Records provided start

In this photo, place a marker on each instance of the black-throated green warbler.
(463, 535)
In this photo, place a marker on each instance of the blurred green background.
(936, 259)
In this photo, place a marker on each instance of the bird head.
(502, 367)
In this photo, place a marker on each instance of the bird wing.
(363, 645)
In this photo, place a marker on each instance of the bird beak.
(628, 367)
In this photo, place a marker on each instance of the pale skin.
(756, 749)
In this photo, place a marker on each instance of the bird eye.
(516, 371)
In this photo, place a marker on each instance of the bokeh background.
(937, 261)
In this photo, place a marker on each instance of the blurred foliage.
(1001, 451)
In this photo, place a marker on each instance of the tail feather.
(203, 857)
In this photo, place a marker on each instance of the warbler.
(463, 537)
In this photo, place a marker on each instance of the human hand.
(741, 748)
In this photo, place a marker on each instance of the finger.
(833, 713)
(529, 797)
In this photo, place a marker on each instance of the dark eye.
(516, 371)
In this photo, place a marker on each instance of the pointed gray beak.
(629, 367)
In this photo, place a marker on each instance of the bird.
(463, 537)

Records provided end

▸ **Challenge**
Convert the records above into a two-column CSV with the headers request and points, one row per record. Put each record's text and its answer in a single quoted field, with line breaks replaced by spaces.

▸ **Problem solution**
request,points
"In this photo, place a marker on each instance of the black-throated green warbler.","(463, 535)"
"In this photo, place a marker on each instance of the blurred green background.","(936, 259)"
"In this photo, place a marker on each instance of the bird head.","(502, 367)"
"In this photo, place a marker on each instance of the bird wing.","(363, 645)"
"In this photo, place a marker on each instance of the bird beak.","(628, 367)"
"In this photo, place a marker on each instance of the pale skin.","(756, 749)"
"In this photo, place a marker on each instance of the bird eye.","(516, 371)"
"In this photo, place a marker on each instance of the bokeh background.","(937, 261)"
"In this photo, place a marker on each instance of the blurred foliage.","(1001, 451)"
"In this photo, place a marker on each instance of the tail feather.","(203, 857)"
"In this photo, place a marker on each instance of the warbler.","(463, 537)"
"In this photo, place a marker on each instance of the human hand.","(741, 748)"
"In this photo, place a marker on each instance of the finger.","(833, 713) (529, 797)"
"In this photo, place a marker on each instance of the dark eye.","(516, 371)"
"In this photo, place a marker on each instance of the pointed gray beak.","(629, 367)"
"In this photo, place a marker on each instance of the bird.","(463, 537)"